*WHAT IS NEEDED*.
Pick out and copy every line of the records below that contains the word "instance".
----- MATERIAL SHOWN
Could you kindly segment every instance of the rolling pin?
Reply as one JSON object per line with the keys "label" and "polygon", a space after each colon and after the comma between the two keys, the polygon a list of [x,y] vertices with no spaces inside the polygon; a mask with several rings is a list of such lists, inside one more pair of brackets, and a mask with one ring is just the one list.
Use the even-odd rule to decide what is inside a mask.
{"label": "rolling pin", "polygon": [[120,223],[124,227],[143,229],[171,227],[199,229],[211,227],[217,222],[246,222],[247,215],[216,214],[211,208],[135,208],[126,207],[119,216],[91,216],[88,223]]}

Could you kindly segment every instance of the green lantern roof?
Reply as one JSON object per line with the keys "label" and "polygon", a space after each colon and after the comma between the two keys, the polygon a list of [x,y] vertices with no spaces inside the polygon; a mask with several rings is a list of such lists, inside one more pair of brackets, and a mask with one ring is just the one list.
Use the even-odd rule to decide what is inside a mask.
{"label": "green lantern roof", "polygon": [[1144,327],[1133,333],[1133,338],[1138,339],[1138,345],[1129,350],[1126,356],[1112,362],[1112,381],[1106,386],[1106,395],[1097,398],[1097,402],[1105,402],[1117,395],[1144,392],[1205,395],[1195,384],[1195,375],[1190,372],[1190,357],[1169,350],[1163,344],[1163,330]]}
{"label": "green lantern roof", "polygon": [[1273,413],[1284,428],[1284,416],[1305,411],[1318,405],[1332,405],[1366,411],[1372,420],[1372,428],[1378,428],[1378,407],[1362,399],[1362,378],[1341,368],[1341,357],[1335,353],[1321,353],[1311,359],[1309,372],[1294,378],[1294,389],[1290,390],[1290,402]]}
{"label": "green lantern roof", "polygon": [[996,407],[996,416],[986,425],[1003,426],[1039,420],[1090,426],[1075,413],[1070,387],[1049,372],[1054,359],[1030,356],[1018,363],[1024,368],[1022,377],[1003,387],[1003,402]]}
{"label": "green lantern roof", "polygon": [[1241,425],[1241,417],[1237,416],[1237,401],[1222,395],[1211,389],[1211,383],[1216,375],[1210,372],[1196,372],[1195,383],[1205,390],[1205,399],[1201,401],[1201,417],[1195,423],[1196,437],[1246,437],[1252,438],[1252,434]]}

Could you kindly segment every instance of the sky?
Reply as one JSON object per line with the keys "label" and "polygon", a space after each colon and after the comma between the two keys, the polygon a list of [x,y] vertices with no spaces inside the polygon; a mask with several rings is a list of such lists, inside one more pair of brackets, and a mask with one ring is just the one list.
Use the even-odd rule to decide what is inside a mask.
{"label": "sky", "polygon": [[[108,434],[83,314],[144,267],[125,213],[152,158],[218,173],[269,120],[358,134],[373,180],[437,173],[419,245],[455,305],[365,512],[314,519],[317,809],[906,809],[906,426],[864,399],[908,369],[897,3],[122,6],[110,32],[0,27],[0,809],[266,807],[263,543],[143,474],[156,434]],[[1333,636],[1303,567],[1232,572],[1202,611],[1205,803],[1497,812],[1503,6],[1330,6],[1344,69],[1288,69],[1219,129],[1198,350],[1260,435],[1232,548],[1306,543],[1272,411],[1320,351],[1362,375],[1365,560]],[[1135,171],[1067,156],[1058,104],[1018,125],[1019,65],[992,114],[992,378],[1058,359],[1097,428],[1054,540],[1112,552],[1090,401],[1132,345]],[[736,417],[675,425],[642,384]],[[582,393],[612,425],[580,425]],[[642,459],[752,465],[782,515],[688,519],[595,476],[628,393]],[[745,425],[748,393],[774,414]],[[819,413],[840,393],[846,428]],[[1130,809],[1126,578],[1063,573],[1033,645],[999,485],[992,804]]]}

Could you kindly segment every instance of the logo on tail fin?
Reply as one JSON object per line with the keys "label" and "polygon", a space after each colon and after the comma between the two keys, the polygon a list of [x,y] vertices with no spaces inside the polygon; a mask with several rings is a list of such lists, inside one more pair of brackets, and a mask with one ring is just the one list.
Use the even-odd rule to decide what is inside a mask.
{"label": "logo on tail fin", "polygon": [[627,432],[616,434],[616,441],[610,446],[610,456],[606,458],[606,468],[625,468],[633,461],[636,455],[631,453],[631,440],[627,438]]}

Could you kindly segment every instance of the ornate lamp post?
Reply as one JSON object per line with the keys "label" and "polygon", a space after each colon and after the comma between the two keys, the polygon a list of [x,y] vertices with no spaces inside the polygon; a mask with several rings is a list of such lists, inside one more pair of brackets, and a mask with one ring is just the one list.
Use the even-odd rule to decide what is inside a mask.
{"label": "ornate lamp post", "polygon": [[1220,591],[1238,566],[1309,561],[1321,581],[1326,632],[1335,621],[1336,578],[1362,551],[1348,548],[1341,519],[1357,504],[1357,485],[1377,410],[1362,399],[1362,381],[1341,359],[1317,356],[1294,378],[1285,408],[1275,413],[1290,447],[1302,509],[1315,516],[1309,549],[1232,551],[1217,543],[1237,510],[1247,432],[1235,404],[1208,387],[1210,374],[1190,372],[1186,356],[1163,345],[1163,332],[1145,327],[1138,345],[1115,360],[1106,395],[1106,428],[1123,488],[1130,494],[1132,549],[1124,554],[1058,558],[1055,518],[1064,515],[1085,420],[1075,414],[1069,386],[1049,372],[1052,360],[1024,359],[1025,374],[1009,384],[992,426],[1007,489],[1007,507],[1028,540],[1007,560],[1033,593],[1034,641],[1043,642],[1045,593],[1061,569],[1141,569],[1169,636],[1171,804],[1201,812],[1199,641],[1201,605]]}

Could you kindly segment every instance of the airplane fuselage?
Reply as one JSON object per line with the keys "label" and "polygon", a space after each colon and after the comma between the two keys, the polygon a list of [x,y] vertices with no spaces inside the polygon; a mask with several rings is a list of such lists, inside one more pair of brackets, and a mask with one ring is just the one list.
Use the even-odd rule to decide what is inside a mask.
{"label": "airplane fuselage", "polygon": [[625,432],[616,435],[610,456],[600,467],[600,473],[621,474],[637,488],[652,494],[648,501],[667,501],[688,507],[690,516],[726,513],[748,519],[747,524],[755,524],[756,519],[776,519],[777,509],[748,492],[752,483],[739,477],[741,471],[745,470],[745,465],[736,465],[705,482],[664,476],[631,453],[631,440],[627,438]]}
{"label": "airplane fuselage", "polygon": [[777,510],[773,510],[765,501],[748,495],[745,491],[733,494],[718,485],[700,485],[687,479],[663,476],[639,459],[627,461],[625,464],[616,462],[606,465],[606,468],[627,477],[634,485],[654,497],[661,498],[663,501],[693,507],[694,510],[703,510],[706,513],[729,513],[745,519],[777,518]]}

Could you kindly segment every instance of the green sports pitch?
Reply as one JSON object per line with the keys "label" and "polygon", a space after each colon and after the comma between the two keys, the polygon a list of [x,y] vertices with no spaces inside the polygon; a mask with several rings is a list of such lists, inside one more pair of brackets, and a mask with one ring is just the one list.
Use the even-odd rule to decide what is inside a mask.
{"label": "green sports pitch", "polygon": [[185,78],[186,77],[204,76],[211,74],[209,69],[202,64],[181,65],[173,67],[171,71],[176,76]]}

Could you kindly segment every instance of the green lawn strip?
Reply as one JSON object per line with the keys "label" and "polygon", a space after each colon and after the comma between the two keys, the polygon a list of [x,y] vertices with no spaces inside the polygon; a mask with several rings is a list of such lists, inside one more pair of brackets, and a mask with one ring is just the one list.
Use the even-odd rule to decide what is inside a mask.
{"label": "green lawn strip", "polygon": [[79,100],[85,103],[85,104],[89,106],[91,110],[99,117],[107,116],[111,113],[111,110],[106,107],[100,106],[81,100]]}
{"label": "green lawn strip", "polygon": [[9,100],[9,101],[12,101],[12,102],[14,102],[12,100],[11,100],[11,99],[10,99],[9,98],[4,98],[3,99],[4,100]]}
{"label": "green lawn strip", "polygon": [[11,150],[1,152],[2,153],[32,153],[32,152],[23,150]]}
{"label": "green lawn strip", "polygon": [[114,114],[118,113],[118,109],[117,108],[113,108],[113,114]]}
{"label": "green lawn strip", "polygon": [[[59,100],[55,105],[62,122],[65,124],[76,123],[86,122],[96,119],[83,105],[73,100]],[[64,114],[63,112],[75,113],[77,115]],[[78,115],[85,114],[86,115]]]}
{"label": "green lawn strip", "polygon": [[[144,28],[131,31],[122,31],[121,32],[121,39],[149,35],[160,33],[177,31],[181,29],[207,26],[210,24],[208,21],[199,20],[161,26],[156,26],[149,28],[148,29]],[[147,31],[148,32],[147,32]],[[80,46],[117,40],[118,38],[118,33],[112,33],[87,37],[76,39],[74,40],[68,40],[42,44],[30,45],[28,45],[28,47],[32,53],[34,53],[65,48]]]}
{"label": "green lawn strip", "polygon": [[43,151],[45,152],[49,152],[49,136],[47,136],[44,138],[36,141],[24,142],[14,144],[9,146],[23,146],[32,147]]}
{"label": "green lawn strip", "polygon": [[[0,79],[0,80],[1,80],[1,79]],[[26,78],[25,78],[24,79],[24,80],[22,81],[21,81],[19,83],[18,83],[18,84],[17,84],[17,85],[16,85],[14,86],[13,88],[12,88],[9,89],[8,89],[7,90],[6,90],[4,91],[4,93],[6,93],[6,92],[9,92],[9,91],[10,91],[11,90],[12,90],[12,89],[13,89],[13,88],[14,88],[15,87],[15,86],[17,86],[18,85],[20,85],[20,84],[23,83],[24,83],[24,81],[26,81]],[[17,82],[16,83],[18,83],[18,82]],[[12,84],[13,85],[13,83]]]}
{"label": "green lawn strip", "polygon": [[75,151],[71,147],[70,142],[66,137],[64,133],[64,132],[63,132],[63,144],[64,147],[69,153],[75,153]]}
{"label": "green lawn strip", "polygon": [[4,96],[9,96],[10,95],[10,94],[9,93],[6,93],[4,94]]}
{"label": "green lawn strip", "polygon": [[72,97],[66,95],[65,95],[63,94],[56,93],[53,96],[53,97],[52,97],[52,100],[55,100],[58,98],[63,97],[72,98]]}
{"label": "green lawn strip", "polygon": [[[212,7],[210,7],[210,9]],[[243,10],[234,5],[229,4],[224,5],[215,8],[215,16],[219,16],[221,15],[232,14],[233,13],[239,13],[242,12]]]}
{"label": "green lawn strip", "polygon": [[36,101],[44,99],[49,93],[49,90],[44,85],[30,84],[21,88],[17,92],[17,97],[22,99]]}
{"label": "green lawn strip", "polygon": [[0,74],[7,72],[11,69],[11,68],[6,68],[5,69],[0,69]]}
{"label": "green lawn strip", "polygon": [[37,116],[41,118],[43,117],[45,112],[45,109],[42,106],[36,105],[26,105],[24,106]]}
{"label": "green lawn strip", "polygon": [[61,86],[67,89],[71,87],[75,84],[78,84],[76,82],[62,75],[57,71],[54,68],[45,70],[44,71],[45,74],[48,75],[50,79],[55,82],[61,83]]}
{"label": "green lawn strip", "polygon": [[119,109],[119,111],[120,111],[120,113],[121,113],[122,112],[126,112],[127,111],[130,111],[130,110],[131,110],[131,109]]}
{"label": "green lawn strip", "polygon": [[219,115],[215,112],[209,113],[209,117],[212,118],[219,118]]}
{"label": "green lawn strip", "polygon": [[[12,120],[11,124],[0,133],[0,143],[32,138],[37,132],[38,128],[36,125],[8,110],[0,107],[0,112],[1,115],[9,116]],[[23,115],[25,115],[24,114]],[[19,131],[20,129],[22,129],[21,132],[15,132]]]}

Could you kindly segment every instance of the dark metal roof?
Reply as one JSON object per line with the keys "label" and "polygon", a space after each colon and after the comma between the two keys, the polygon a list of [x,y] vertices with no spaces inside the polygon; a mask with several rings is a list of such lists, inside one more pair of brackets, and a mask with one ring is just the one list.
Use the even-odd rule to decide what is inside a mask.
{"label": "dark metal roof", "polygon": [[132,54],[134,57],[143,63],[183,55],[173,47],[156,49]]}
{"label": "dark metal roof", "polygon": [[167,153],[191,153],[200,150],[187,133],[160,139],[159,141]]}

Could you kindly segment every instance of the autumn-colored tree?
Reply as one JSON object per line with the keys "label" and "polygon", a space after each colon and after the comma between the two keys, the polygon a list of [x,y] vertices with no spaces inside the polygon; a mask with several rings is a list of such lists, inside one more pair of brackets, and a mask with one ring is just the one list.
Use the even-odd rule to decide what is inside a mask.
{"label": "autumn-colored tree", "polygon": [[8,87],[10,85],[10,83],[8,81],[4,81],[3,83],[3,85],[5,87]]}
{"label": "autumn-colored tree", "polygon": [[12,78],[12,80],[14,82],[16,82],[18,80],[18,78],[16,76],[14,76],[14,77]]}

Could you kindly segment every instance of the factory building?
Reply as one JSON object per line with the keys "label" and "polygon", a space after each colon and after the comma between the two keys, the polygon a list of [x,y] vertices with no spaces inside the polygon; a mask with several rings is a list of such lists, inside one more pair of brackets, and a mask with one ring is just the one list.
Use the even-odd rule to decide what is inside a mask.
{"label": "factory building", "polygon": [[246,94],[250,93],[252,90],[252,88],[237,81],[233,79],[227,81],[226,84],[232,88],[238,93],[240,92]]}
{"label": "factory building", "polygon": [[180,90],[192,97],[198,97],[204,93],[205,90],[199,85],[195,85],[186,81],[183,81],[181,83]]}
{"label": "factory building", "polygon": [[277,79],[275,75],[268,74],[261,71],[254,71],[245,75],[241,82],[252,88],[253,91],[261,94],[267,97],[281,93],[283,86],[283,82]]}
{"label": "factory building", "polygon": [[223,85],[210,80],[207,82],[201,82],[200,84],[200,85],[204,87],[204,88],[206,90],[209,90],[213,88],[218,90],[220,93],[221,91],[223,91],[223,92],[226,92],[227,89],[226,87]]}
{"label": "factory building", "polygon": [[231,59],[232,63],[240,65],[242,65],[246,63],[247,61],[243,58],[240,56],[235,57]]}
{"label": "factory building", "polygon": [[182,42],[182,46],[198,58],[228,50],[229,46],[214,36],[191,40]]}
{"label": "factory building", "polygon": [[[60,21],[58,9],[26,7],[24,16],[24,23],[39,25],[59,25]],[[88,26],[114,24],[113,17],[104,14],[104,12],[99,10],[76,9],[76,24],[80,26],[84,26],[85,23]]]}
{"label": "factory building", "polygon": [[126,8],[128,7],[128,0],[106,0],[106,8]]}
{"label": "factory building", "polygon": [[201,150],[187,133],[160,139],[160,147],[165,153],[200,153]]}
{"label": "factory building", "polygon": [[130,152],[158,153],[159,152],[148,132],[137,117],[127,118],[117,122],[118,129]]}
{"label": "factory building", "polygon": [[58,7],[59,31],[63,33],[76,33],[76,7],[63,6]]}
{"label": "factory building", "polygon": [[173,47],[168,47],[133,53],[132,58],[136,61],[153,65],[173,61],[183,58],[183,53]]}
----------
*COMPLETED TASK*.
Could you kindly segment every instance of the rolling pin?
Could you kindly segment every instance of the green lantern roof?
Could you kindly segment every instance of the sky?
Could you kindly segment every instance of the logo on tail fin?
Could you kindly segment every instance of the ornate lamp post?
Could you kindly segment every instance of the airplane fuselage?
Could you kindly segment every instance of the green sports pitch?
Could you kindly segment every instance of the green lawn strip?
Could you kindly segment every instance of the dark metal roof?
Could you kindly segment every instance of the autumn-colored tree?
Could you kindly segment every instance of the factory building?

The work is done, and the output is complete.